> [Estratto del testo]

M² di Dynamis: la salvezza dentro un metro quadro
È sempre più frequente andare a teatro e misurarsi con performance al confine fra gioco, arti sceniche e realtà, quest’ultima non intesa come simulazione del reale, ma come accadimento vero e proprio di azioni sulla base di un processo d’interazione con il pubblico. Un esempio è M², l’ultimo lavoro del collettivo romano Dynamis, andato in scena il 24 e il 25 febbraio a Vorno (LU) presso l’affascinante Tenuta dello Scompiglio. Si tratta di una “performance partecipata”, come gli stessi Dynamis amano definirla. Lo spettacolo porta con sé i tratti distintivi della compagnia, concentrando la propria forza sull’educazione all’attenzione: sia del pubblico, sia di chi presta il proprio corpo come oggetto performante all’interno del lavoro.

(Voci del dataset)
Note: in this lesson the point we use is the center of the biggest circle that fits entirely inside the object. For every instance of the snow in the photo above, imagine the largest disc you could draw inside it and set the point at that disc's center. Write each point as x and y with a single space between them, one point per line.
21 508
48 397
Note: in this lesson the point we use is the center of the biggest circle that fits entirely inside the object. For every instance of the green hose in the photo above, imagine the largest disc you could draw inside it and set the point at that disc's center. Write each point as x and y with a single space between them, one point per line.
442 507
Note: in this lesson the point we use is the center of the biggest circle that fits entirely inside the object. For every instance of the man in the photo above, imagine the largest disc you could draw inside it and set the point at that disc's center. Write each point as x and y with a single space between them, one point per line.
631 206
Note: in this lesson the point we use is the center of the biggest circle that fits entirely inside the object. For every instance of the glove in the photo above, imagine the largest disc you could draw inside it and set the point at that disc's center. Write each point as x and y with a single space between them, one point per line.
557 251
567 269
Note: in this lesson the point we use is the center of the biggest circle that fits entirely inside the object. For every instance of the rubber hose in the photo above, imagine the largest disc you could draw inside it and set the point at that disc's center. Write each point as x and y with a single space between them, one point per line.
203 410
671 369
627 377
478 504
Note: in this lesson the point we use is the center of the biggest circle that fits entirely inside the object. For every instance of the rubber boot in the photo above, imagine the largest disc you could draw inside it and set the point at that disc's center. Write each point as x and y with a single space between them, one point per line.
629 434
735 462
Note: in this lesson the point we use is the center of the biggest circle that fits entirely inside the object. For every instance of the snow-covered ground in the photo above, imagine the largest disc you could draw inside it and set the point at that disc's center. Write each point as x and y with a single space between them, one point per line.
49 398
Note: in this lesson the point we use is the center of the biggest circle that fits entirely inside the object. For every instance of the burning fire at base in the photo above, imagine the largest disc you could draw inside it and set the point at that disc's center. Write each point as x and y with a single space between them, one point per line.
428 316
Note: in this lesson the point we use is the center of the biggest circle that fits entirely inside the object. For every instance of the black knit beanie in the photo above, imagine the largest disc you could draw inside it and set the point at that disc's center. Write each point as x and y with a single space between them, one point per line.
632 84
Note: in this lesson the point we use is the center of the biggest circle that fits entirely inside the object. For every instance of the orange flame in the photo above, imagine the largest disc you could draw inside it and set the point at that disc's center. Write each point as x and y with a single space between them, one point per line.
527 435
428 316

> [Consegne]
1. Nel testo su M² di Dynamis, al confine fra quali ambiti si trovano le performance con cui capita sempre più spesso di misurarsi a teatro? Elencali tutti.
2. Prosegui il testo su M² di Dynamis dopo l'ultima frase riportata.

> [Risposte per consegna]
1. Gioco, arti sceniche, realtà.

2.
I Dynamis si sono formati a Roma nel 2007, sotto la direzione di Andrea De Magistris. Il gruppo è nato con l’intento di mettere la propria creatività artistica al servizio della ricerca e della sperimentazione nel senso più ampio possibile, senza restringere il campo all’ambito teatrale ma sperimentando con i mezzi di comunicazione e aprendo i propri interessi a diverse discipline.
M², infatti, nasce da un laboratorio per rifugiati politici condotto dalla compagnia a Roma, nel 2015, e mantiene nella forma le dinamiche del laboratorio, perché affida al caso la funzionalità complessiva dello spettacolo. Sul palcoscenico agiscono sette partecipanti volontari scovati precedentemente tra il pubblico poco prima dell’inizio della performance.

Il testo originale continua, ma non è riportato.